*STATED TASK:*
Could the lines from the one with "Please identify the runner's left" through the end of the listing be restated exactly, with nothing else included?

[A block of data]
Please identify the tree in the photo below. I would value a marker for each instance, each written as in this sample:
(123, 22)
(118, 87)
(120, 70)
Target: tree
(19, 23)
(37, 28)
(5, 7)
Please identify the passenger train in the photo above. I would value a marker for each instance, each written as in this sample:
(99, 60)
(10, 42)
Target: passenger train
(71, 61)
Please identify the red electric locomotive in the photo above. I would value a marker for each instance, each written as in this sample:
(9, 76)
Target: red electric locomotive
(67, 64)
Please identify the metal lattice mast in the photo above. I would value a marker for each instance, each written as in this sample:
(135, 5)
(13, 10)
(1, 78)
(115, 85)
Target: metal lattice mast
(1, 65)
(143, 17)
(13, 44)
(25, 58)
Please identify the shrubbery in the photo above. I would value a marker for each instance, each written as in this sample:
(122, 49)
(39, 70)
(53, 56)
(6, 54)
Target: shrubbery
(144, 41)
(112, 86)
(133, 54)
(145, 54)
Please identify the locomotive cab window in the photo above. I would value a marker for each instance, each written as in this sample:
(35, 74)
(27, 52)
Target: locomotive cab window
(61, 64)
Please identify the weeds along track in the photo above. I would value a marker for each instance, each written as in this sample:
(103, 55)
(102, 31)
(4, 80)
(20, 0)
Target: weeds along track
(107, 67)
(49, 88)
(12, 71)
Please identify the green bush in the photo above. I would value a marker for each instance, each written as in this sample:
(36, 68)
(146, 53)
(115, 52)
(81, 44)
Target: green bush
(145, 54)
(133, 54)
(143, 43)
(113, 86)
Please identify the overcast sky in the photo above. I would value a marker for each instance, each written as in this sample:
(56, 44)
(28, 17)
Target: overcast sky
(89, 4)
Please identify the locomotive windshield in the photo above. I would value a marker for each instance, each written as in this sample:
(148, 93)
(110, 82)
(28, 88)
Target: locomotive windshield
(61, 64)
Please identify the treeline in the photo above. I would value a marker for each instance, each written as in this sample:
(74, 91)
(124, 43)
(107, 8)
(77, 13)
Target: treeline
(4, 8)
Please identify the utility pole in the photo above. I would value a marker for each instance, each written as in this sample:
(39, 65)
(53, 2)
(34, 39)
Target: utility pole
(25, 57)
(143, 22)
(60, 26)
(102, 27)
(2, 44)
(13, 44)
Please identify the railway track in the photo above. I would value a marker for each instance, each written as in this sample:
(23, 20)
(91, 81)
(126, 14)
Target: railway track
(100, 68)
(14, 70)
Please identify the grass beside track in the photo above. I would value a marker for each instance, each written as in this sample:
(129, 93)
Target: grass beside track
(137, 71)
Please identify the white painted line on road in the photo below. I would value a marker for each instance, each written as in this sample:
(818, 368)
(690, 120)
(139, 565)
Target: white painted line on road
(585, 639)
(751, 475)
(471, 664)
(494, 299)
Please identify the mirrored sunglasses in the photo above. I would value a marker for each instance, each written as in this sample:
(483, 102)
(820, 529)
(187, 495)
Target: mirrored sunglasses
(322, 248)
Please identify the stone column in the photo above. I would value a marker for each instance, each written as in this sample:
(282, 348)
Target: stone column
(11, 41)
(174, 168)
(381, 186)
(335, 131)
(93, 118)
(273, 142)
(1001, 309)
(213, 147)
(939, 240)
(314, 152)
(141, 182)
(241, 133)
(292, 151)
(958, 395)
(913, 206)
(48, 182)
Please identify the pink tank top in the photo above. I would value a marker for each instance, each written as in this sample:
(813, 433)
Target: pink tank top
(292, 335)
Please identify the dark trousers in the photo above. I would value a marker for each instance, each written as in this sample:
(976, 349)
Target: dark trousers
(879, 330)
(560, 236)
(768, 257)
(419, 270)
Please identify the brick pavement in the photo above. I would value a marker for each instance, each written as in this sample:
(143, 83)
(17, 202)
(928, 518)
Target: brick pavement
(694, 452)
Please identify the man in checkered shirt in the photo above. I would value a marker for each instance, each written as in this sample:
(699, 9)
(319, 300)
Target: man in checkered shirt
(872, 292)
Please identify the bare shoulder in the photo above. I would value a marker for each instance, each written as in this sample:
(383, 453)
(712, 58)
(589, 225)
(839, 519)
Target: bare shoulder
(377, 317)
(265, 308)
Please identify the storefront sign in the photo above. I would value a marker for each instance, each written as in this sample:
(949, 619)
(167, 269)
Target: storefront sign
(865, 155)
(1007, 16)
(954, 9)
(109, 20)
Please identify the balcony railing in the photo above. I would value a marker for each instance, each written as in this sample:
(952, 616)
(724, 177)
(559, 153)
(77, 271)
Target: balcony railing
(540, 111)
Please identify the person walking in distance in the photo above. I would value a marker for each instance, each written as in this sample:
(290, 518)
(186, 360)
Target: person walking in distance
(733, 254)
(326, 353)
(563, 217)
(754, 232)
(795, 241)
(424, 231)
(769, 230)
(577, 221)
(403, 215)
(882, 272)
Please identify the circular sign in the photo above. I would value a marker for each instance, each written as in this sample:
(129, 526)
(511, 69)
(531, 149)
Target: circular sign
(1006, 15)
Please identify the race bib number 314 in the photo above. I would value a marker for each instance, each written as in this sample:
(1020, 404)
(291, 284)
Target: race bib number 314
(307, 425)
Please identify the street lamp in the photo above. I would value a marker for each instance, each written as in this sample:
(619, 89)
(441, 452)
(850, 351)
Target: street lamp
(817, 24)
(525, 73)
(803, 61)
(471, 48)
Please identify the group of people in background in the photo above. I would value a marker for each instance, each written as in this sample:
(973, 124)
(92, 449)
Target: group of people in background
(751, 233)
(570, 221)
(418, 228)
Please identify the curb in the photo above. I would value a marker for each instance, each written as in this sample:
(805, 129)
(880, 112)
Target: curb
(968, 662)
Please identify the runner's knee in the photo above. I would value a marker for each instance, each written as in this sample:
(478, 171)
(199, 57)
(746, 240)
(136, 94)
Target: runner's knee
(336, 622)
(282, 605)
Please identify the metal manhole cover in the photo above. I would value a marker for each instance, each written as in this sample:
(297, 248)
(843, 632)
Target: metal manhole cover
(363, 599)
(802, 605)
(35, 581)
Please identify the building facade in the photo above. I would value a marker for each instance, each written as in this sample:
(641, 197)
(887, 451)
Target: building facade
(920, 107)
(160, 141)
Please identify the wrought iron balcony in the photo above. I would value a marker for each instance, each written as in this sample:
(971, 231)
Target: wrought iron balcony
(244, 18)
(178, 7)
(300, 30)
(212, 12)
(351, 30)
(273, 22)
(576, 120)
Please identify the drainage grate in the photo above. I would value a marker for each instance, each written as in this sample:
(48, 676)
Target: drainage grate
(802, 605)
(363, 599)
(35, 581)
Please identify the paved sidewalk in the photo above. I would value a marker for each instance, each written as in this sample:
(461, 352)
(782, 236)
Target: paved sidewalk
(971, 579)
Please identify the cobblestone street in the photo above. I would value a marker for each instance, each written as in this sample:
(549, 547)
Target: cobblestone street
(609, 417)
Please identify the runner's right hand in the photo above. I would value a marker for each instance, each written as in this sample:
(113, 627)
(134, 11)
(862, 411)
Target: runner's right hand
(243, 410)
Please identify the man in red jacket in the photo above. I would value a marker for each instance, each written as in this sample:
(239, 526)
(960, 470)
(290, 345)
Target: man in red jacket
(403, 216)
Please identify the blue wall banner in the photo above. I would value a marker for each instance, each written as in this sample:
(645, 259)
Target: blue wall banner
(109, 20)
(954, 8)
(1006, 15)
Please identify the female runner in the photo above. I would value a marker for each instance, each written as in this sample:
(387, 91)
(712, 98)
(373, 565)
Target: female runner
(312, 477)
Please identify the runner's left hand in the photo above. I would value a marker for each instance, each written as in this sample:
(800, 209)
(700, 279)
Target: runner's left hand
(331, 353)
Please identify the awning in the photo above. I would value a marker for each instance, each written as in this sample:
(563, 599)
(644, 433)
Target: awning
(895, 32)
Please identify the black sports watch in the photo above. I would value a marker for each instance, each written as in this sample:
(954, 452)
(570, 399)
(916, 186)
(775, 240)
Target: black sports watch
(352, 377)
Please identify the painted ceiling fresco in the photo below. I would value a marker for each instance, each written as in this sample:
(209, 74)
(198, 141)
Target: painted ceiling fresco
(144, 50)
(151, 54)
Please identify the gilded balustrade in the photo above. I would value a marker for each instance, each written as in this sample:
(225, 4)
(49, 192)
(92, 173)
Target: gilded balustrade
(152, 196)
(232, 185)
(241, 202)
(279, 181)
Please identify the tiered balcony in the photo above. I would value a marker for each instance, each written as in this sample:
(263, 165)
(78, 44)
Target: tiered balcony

*THE ANSWER:*
Please identify the runner's left hand in the photo above. I would value a marker for each instance, each written as in this sample:
(800, 209)
(700, 279)
Target: runner's left hand
(331, 353)
Please identify the awning in the photo above. I would value a marker for each instance, each written as in this sample:
(563, 599)
(644, 433)
Target: awning
(895, 32)
Please identify the black sports watch in the photo above. I would value a marker for each instance, each written as in this sample:
(954, 452)
(570, 399)
(916, 186)
(775, 240)
Target: black sports watch
(352, 377)
Please identify the painted ceiling fresco in the photo below. I would value a marker for each instance, each written as in this sample:
(209, 74)
(198, 141)
Target: painted ceiling fresco
(144, 50)
(151, 54)
Please identify the gilded balustrade in the photo above. I would value a marker for each instance, each written as in this sample:
(225, 4)
(49, 192)
(92, 173)
Target: gilded balustrade
(152, 196)
(232, 185)
(241, 202)
(279, 181)
Please identify the tiered balcony in the photo above. I would value a marker for each instance, each written as in this sample:
(263, 165)
(78, 44)
Target: tiered balcony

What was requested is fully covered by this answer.